_Задания_
1. Отредактируйте фрагмент: перепишите участок от «Мать привезла письмо» до «написать ему ответ.», заменив «передачей» на «посылкой».
2. Когда, по словам предСДиП во фрагменте, будут переводы с барака?
3. Напишите продолжение фрагмента о свиданке, начиная сразу после его последней фразы.

==== Фрагмент текста ====

Прошла очередная короткая свиданка. Пустили Маню – это уже было победой, я опасался, что опять не пустят, как в том году Пашу Л. Но – пустили. Глупо, м.б., но я поздравил ее с этим.

Странно было смотреть на нее и говорить с ней о таких вещах, – вблизи, по лицу, голосу, улыбке, разговору она почти ребенок, что–то есть в ней этакое детское, трогательное. Мать, конечно, как всегда, обижалась, что она приехала типа как “для мебели”, а говорю я в основном с Маней. А говорили мы с ней обо всем – о борьбе с империей, об ингерманландском сепаратизме, о новом шикарном подъеме освободительной борьбы на Северном Кавказе, об общих знакомых и незнакомых – Михилевиче, Тарасове, Карамьяне, Шаву, Широпаеве, Рауше, Буковском, Маглеванной, и т.д. и т.п. Жаль, что сейчас она не активной фазе, – и жить вроде негде, переезжает с места на место, и ребенку всего год, и родственники ругаются, – она даже им не сказала, что едет ко мне, уехала тайком... Я очень надеюсь, что к 11–му году она сможет преодолеть все эти трудности и полноценно работать вместе со мной (работы – непочатый край, а настолько надежных людей днем с огнем не найти). Во всяком случае, общение с ней здесь стало для меня чистой и искренней радостью, я очень ей благодарен, что она нашла силы приехать.

Мать привезла письмо от “деда” – Германа Рафаиловича. Крупно, но плохо разборчиво. Дивно, что, просмотрев, письмо пропустили вместе с передачей. Надо будет написать ему ответ.

Как всегда, к концу свиданки я остался там один, всех прочих увели раньше. Вышел – долго ждал шмона у вахты (в шмоналке “мусор” вынул только всю жратву из баула и просмотрел, раздеваться, слава богу, не заставлял). Потом – долго в одиночестве жал “общественника”, – ДПНК, сволочь, велел ждать. А время было уже 2 часа, все на обеде. Забрал меня какой–то чужой, незнакомый “общественник”; я отпустил его, поплелся кое–как, с остановками, с неподъемным баулом сам – и тут меня нагнал вышедший из столовки наш предСДиП и взялся помочь за одну ручку. По дороге я догадался его спросить – и узнал самую мрачную новость: переводы с барака не только будут еще, но они будут прямо на следующей неделе – 1–й неделе сентября! Правда, про меня он сказал, что “они тебя уже боятся трогать” и скорее всего, процентов 70, оставят на 13–м, не будут переводить. Но на это надежды, увы, мало. М.б., уже на следующей неделе придется собирать всю уйму вещей и как–то тащиться с ними на 1–й...

Новость мрачная, от нее сразу пропало все настроение.

==== Исходный материал ====

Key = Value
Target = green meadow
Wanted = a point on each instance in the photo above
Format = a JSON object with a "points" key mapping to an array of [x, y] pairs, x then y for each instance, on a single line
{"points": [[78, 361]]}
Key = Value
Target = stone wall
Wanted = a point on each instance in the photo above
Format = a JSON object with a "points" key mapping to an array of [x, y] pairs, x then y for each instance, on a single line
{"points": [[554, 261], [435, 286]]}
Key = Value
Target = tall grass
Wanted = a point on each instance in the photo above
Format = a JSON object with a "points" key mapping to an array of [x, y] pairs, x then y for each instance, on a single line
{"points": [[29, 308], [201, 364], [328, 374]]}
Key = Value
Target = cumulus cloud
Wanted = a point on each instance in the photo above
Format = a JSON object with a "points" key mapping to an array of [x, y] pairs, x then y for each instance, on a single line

====

_Ответы_
1.
Мать привезла письмо от “деда” – Германа Рафаиловича. Крупно, но плохо разборчиво. Дивно, что, просмотрев, письмо пропустили вместе с посылкой. Надо будет написать ему ответ.

2. На следующей неделе, в первую неделю сентября.

3.
Накануне болела страшно весь день нога (должно быть, к перемене погоды, было мрачно, хмуро и временами дождь), а под вечер разболелась еще и голова. М.б., и сама по себе, но скорее – от нервов. После ужина один новый здесь, недавно “поднявшийся” и уже полюбивший со мной общаться старичок (на 20 лет старше меня), “полуинтеллигентный” (кое–что знающий нетипичное для этого быдла) вор, сидящий здесь за то, что обокрал церковь (а до этого сидел и имел условные срока много раз), позвал меня погулять с ним во двор. Ну, интересно ему со мной общаться, – черт с ним, пусть, хотя сам–то он в основном несет пошлейшую обывательскую чушь, почерпнутую из телевизора. Я поднялся и пошел, хотя первое время вообще не мог наступить на ногу. Походили, поговорили, потом он замерз, и вернулись в барак. И тут только, вернувшись, я вспомнил: ведь в 18–20, как раз в это время, что мы гуляли, отправлялся кировский поезд с матерью, Маней и Фрумкиным, и мать могла звонить!..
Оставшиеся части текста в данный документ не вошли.